[WHAT YOU SHOULD DO]:
In the notice of meeting resolutions, rewrite the passage from "Resolution 7: ELECTION" up to and including "10 November 2011.", swapping "Annual General Meeting" for "annual meeting of shareholders".
━━━━━ TEXT PROVIDED ━━━━━
Resolution 1: REMUNERATION REPORT

To consider, and if thought fit, to pass the following in accordance with s250R(2) of the Corporations Act 2001:

‘That the section of the report of the Directors in the 2011 Annual Report dealing with the remuneration of the Company’s Directors and Senior Executives (Remuneration Report) be adopted.’

The Directors abstain, in the interests of corporate governance, from making a recommendation in relation to this resolution.

Note: This resolution shall be determined under section 250R(2) of the Corporations Act. Votes must not be cast on this resolution by Key Management Personnel and closely related parties in contravention of section 250R or 250BD of the Corporations Act. Restrictions also apply to votes cast as proxy unless exceptions apply.

Resolution 2: RE-ELECTION OF DR PETER CORR

To consider, and if thought fit, to pass the following ordinary resolution:

‘That Dr Peter Corr, who in accordance with rule 16.1 and 16.2 of the Constitution of the Company, retires by rotation and, being eligible, offers himself for re-election, be re-elected as a Director of the Company.’

Resolution 3: RE-ELECTION OF DR MICHAEL MONSOUR

To consider, and if thought fit, to pass the following ordinary resolution:

‘That Dr Michael Monsour, who in accordance with rule 16.1 of the Constitution of the Company, retires by rotation and, being eligible, offers himself for re-election, be re-elected as a Director of the Company.’

Resolution 4: RE-ELECTION OF DR TERJE KALLAND

‘That Dr Terje Kalland, who retires from a casual vacancy at the Annual General Meeting in accordance with Listing Rule 14.4 and rule 13.2 of the Company’s Constitution, and having consented to act and being eligible, be elected as a Director of the Company.’

Resolution 5: ELECTION OF DR THOMAS LÖNNGREN

To consider, and if thought fit, to pass the following ordinary resolution:

‘That Dr Thomas Lönngren, who retires from a casual vacancy at the Annual General Meeting in accordance with Listing Rule 14.4 and rule 13.2 of the Company’s Constitution, and having consented to act and being eligible, be elected as a Director of the Company.’

1

Resolution 6: ELECTION OF ROSS MANGELSDORF

To consider, and if thought fit, to pass the following ordinary resolution:

‘That Mr Ross Mangelsdorf, who retires from a casual vacancy at the Annual General Meeting in accordance with Listing Rule 14.4 and rule 13.2 of the Company’s Constitution, and having consented to act and being eligible, be elected as a Director of the Company.’

Resolution 7: ELECTION OF WARREN BROOKS

To consider, and if thought fit, to pass the following ordinary resolution:

‘That Mr Warren Brooks, who retires from a casual vacancy at the Annual General Meeting in accordance with Listing Rule 14.4 and rule 13.2 of the Company’s Constitution, and having consented to act and being eligible, be elected as a Director of the Company.’

Dated 10 November 2011.
━━━━━ ENTRIES PROVIDED ━━━━━
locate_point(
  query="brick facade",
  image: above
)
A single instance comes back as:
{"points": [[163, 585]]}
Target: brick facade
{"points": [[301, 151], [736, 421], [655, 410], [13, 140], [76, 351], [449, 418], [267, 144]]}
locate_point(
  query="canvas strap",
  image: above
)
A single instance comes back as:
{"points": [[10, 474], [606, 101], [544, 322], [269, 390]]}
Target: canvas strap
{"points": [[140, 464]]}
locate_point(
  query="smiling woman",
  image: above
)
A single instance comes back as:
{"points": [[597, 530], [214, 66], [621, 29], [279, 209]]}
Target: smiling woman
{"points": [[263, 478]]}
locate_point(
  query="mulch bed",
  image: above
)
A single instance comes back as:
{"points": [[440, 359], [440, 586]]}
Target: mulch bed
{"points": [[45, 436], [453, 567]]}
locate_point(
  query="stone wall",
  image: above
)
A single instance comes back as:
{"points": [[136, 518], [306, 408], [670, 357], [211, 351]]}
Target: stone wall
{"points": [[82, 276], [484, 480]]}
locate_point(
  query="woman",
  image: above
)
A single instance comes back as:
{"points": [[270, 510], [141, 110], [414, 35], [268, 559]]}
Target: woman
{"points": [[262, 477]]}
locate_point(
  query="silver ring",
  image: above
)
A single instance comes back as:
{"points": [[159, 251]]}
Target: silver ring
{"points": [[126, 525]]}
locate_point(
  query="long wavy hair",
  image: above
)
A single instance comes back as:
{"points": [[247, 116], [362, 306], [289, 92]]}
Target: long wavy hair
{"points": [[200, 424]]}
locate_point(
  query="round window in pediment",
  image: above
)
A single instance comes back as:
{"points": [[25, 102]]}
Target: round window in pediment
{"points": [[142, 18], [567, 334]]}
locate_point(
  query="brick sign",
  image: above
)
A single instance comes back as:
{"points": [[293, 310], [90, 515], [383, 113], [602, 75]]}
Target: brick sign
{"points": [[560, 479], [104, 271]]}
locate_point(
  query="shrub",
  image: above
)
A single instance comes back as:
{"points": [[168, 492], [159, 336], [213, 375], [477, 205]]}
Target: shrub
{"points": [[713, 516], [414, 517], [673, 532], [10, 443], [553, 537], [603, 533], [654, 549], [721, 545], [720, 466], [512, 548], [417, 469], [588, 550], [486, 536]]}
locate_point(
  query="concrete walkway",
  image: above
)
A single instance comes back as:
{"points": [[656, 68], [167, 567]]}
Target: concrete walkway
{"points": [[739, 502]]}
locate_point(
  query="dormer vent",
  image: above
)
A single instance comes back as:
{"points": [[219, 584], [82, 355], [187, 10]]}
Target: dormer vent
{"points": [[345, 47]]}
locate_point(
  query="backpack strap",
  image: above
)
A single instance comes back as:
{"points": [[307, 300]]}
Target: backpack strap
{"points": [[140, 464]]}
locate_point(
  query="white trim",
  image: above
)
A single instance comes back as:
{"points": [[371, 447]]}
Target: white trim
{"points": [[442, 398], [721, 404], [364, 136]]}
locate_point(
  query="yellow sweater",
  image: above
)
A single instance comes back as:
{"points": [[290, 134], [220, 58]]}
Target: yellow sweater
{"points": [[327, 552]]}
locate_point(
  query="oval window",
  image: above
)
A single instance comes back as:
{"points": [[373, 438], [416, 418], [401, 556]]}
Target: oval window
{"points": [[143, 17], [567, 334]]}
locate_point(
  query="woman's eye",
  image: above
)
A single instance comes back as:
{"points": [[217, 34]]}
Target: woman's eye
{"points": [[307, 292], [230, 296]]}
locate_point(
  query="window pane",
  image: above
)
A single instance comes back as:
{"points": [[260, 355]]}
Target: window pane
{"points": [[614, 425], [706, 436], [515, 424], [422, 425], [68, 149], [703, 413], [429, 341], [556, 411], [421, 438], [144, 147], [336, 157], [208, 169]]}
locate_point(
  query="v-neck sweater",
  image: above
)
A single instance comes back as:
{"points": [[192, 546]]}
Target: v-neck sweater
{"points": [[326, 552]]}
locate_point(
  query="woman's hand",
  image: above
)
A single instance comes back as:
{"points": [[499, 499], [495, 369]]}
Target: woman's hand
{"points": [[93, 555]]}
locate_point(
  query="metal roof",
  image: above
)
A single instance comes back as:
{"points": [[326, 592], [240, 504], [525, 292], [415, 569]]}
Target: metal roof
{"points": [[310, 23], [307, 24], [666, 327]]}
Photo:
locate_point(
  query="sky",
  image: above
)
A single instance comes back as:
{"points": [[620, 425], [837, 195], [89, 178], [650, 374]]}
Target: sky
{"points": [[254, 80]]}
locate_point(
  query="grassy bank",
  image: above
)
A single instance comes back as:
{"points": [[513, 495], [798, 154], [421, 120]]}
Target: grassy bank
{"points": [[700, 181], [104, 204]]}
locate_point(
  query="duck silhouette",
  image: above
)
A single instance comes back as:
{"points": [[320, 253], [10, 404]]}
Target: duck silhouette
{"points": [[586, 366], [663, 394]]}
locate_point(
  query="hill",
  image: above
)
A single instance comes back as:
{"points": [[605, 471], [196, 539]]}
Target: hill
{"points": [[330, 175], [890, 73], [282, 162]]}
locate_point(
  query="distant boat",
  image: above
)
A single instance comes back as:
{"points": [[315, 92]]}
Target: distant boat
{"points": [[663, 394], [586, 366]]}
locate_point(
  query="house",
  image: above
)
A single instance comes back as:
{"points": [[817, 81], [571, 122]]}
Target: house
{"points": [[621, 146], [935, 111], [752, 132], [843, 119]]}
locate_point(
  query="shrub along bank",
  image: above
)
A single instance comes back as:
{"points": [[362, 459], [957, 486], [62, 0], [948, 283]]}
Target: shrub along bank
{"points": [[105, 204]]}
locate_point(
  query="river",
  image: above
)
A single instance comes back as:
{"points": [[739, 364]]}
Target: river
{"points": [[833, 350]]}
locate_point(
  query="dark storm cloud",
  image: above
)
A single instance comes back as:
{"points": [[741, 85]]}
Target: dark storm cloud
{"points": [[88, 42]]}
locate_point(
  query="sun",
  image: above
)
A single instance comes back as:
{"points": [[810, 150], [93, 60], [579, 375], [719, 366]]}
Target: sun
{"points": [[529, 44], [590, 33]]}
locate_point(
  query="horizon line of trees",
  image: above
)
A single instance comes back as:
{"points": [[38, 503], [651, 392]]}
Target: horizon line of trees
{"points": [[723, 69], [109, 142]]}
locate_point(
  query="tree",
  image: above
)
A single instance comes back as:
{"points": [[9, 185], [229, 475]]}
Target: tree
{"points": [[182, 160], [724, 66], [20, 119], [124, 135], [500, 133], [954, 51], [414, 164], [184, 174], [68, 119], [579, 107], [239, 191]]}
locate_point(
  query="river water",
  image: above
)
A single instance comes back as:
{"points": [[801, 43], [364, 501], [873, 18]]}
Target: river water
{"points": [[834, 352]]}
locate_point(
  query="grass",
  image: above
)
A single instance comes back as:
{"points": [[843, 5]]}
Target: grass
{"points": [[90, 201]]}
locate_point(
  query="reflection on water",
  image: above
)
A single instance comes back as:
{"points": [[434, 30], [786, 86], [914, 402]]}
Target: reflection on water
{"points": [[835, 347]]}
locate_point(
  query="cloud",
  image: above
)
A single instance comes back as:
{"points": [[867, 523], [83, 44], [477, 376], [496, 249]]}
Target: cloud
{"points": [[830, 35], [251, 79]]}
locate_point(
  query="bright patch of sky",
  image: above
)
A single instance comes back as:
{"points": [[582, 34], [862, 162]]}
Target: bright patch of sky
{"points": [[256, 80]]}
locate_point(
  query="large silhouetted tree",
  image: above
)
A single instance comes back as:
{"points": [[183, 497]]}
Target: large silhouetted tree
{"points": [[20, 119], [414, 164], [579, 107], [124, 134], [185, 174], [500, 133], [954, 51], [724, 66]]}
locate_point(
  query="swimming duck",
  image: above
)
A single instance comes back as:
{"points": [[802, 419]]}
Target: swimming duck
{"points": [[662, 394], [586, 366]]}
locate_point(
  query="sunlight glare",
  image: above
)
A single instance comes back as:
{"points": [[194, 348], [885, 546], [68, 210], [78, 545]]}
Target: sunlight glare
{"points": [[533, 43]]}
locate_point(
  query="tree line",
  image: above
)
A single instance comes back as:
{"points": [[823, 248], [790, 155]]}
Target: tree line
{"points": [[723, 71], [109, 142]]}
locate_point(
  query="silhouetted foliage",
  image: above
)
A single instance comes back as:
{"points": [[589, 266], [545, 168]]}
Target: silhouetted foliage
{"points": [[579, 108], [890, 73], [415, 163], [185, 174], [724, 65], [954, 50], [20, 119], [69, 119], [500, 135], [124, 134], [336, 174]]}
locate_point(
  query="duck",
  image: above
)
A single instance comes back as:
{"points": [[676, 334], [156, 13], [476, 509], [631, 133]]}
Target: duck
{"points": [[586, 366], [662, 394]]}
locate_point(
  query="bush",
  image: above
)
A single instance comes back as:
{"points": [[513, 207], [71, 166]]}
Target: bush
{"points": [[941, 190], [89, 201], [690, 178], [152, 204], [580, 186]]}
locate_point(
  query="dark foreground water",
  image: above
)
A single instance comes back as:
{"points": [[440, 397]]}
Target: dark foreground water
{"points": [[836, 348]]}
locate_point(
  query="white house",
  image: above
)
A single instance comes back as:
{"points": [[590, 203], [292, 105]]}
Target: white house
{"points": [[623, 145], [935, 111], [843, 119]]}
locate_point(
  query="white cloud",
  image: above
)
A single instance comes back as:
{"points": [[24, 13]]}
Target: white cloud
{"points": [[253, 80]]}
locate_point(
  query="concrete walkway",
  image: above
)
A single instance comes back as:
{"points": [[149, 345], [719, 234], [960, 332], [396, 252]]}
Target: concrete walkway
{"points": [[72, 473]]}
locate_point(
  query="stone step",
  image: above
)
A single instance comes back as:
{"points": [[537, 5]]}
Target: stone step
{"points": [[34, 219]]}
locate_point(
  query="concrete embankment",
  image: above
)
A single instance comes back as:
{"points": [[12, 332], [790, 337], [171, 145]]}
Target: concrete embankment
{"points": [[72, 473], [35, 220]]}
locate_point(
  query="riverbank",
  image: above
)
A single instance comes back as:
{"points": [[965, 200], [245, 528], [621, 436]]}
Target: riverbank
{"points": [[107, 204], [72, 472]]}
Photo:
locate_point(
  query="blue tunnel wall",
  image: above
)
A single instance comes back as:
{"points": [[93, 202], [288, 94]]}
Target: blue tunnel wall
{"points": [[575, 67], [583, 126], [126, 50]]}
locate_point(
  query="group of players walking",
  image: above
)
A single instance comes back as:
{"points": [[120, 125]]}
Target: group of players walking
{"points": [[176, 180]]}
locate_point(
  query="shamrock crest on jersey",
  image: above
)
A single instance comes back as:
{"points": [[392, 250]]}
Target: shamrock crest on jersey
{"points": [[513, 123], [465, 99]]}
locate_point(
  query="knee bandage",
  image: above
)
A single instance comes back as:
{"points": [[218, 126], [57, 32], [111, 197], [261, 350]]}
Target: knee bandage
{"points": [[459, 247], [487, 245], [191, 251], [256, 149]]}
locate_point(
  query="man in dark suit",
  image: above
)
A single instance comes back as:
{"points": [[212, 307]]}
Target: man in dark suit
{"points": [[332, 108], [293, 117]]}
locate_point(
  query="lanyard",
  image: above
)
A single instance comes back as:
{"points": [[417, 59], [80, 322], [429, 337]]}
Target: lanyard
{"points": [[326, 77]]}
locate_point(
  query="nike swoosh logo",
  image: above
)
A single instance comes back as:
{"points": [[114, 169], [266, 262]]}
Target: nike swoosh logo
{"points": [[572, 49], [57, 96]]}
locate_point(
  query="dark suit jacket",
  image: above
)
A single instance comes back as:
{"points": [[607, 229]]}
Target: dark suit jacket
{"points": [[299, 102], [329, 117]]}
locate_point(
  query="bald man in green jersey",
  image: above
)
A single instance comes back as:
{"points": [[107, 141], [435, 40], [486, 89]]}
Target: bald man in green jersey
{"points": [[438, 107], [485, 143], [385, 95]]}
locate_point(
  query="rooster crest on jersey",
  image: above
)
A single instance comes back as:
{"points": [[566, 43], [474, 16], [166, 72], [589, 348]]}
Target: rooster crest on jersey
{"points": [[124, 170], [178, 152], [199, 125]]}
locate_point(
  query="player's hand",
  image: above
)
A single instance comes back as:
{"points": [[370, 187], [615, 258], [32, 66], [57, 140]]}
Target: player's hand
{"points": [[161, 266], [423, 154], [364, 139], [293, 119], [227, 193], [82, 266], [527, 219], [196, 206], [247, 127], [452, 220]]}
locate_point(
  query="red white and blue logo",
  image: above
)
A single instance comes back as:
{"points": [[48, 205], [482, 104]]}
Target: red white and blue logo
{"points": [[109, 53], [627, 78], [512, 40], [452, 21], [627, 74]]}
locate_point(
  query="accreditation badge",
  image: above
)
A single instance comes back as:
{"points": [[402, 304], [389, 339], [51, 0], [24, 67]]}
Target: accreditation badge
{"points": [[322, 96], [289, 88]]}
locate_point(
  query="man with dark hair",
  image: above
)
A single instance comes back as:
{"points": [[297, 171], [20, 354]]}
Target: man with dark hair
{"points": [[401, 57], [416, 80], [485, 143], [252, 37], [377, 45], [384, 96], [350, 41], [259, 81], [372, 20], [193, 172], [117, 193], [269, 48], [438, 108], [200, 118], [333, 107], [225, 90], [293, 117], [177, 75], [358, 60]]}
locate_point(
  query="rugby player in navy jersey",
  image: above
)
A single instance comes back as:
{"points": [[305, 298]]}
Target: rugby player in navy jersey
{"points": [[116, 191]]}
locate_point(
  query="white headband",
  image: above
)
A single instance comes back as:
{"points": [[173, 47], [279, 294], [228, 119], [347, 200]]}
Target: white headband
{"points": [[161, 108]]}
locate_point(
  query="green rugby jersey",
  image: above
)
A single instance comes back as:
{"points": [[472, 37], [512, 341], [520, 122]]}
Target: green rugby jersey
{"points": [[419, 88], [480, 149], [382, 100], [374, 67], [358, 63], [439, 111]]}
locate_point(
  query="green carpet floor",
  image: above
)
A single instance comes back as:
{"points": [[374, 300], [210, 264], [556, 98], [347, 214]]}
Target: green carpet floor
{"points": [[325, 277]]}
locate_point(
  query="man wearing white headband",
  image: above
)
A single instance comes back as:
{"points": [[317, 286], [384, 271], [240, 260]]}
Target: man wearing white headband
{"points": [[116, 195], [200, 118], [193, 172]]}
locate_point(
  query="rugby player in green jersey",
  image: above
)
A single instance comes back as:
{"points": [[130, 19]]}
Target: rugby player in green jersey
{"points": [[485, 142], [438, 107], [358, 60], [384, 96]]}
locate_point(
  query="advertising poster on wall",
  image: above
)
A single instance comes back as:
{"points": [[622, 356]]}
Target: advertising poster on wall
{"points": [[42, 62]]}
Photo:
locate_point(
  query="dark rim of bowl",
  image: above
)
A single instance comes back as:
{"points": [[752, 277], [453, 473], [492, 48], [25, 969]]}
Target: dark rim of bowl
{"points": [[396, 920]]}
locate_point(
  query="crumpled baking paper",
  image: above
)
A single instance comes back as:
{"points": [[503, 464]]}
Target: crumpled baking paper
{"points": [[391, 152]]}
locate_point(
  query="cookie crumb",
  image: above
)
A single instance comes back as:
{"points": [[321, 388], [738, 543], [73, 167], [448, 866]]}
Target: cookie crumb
━━━━━
[RESULT]:
Resolution 7: ELECTION OF WARREN BROOKS

To consider, and if thought fit, to pass the following ordinary resolution:

‘That Mr Warren Brooks, who retires from a casual vacancy at the annual meeting of shareholders in accordance with Listing Rule 14.4 and rule 13.2 of the Company’s Constitution, and having consented to act and being eligible, be elected as a Director of the Company.’

Dated 10 November 2011.